[Point labeling records]
=-=-=
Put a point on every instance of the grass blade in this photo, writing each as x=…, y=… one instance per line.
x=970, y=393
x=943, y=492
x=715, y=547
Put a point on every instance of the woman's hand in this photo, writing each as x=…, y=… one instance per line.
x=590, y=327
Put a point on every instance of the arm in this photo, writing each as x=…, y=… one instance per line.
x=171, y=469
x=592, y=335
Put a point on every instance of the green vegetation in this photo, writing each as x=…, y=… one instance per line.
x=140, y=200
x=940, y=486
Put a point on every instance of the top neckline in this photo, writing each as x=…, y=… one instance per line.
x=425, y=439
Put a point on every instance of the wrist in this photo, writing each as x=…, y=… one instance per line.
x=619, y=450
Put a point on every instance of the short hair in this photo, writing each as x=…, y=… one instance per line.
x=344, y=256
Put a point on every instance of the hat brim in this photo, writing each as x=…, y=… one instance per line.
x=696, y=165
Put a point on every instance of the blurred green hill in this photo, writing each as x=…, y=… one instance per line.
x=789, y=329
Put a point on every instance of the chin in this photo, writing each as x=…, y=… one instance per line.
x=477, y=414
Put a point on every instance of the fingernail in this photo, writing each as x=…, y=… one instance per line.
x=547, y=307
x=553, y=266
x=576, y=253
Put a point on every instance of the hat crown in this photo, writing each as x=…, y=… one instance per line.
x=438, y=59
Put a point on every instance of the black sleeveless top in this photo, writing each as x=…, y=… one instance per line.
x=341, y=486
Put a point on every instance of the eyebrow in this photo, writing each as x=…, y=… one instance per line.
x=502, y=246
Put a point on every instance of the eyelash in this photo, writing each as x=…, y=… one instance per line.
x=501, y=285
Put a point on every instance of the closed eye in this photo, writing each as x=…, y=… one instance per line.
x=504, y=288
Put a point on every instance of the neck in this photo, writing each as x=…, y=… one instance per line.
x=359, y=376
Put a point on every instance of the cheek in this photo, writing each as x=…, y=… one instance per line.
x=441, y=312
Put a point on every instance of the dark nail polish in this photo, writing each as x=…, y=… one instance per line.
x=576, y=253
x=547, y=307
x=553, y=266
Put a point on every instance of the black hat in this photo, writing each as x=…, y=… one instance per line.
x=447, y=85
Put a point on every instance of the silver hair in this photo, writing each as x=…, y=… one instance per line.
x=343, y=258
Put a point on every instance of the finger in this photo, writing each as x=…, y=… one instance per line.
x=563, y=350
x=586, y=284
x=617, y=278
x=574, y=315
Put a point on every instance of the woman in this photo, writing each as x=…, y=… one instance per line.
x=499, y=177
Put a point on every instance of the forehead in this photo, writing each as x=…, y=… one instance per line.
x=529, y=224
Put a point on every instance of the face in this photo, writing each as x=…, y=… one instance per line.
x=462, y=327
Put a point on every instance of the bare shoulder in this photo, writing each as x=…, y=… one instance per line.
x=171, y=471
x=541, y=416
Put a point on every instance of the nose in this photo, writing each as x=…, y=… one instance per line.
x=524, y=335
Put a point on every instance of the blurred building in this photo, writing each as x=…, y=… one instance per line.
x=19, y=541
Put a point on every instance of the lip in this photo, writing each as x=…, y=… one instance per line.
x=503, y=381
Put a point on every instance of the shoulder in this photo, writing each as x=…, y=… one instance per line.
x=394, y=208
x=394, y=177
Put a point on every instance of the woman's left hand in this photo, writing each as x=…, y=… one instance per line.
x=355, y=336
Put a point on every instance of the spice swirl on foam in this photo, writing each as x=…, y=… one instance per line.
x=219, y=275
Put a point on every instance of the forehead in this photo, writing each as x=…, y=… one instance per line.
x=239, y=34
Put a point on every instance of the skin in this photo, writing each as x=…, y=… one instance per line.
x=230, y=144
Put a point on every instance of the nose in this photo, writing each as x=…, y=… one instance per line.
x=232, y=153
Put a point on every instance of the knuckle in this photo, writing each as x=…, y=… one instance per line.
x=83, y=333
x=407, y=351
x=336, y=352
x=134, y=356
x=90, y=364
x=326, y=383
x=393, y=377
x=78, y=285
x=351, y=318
=-=-=
### WHAT THE TASK REQUIRES
Please write out the records above again, swapping "Put a point on" for "Mark" wherever it occurs and leaving everything else unchanged.

### SOLUTION TO THIS PROBLEM
Mark every instance of the grass blade in this photo, writing each as x=…, y=… one instance per line.
x=970, y=393
x=943, y=492
x=715, y=547
Mark every instance of the woman's hand in this photo, writing each as x=…, y=… one instance per line.
x=590, y=327
Mark every instance of the arm in this photo, writing each as x=…, y=… one instance per line.
x=171, y=469
x=592, y=335
Mark every instance of the green vegetation in this photo, writing each as x=…, y=… one instance per line.
x=140, y=200
x=940, y=486
Mark every instance of the top neckline in this photo, writing each as x=…, y=… one instance per line.
x=425, y=439
Mark every instance of the wrist in this photo, writing each as x=…, y=… one instance per line.
x=619, y=450
Mark every instance of the short hair in this photo, writing each as x=…, y=… one instance per line.
x=344, y=256
Mark every instance of the hat brim in this photo, writing each as x=…, y=… one instance per line.
x=696, y=165
Mark every instance of the blurred green hill in this photo, writing each as x=…, y=… one instance per line.
x=789, y=329
Mark every instance of the chin in this photo, writing each as x=…, y=… one instance per line.
x=477, y=414
Mark every instance of the fingernail in this photo, writing each as x=…, y=… one instance per line.
x=547, y=307
x=553, y=266
x=576, y=253
Mark every instance of the hat crown in this photo, writing each as x=…, y=… one instance per line.
x=438, y=59
Mark every instance of the black sleeveless top in this photo, writing each as x=…, y=… one instance per line.
x=341, y=486
Mark every instance of the eyebrow in this photo, writing each as x=…, y=… one instance per line.
x=502, y=246
Mark every instance of the eyelash in this photo, writing each as x=…, y=… one instance per line.
x=501, y=285
Mark every instance of the closed eye in this photo, writing each as x=…, y=… one instance per line.
x=504, y=288
Mark every instance of the neck in this photo, writing each as x=…, y=… one instance per line.
x=359, y=376
Mark every instance of the cheek in this photo, writing each as x=…, y=… one instance per line.
x=441, y=312
Mark every instance of the dark nail polish in this photo, writing each as x=…, y=… one instance per line.
x=576, y=253
x=547, y=307
x=553, y=266
Mark every instance of the black hat in this photo, writing each as x=…, y=… one instance per line.
x=447, y=85
Mark every instance of the silver hair in this photo, writing each as x=…, y=… one instance per line.
x=343, y=258
Mark every instance of the finger in this photo, writing each as x=…, y=… one instance per line.
x=563, y=350
x=586, y=284
x=617, y=278
x=574, y=315
Mark every instance of the woman in this photo, writing each as x=…, y=… one instance per line.
x=499, y=177
Mark every instance of the forehead in this photo, writing each as x=…, y=… one instance per line.
x=529, y=224
Mark every instance of the face in this photo, writing each as x=…, y=… one instance per line.
x=462, y=327
Mark every instance of the bare shoulder in this photo, writing each as x=…, y=… one instance per line.
x=171, y=471
x=541, y=416
Mark every instance of the nose in this photo, writing each as x=…, y=… one instance per line.
x=524, y=335
Mark every instance of the blurred building in this photo, writing each as x=…, y=… one instance per line.
x=19, y=541
Mark every instance of the lip in this photo, writing each as x=…, y=… one instance per line.
x=503, y=381
Mark every instance of the shoulder in this photo, writing each as x=…, y=… one instance per line.
x=394, y=208
x=394, y=177
Mark every instance of the woman's left hand in this photo, writing each as x=…, y=… one instance per line.
x=355, y=336
Mark every instance of the spice swirl on foam in this photo, writing each as x=…, y=… one instance per line.
x=219, y=275
Mark every instance of the forehead in this photo, writing each as x=…, y=… one instance per line.
x=239, y=34
Mark every instance of the skin in this photo, writing each as x=…, y=… one instance per line.
x=230, y=144
Mark every instance of the nose in this photo, writing each as x=…, y=… one instance per line.
x=232, y=153
Mark every instance of the knuckle in this photo, writing each as x=…, y=… one instance per line.
x=83, y=333
x=407, y=351
x=336, y=352
x=134, y=356
x=90, y=364
x=326, y=383
x=393, y=377
x=78, y=285
x=351, y=318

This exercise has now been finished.